__Task item__
The expected output is every entry, copied exactly.

- - - -

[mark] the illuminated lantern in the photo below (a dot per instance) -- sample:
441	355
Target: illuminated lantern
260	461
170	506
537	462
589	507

- - - -

__Finished task__
[mark] the illuminated lantern in the photo below (a dot per instance) -- sample:
441	355
Target: illuminated lantern
260	461
170	506
537	462
589	507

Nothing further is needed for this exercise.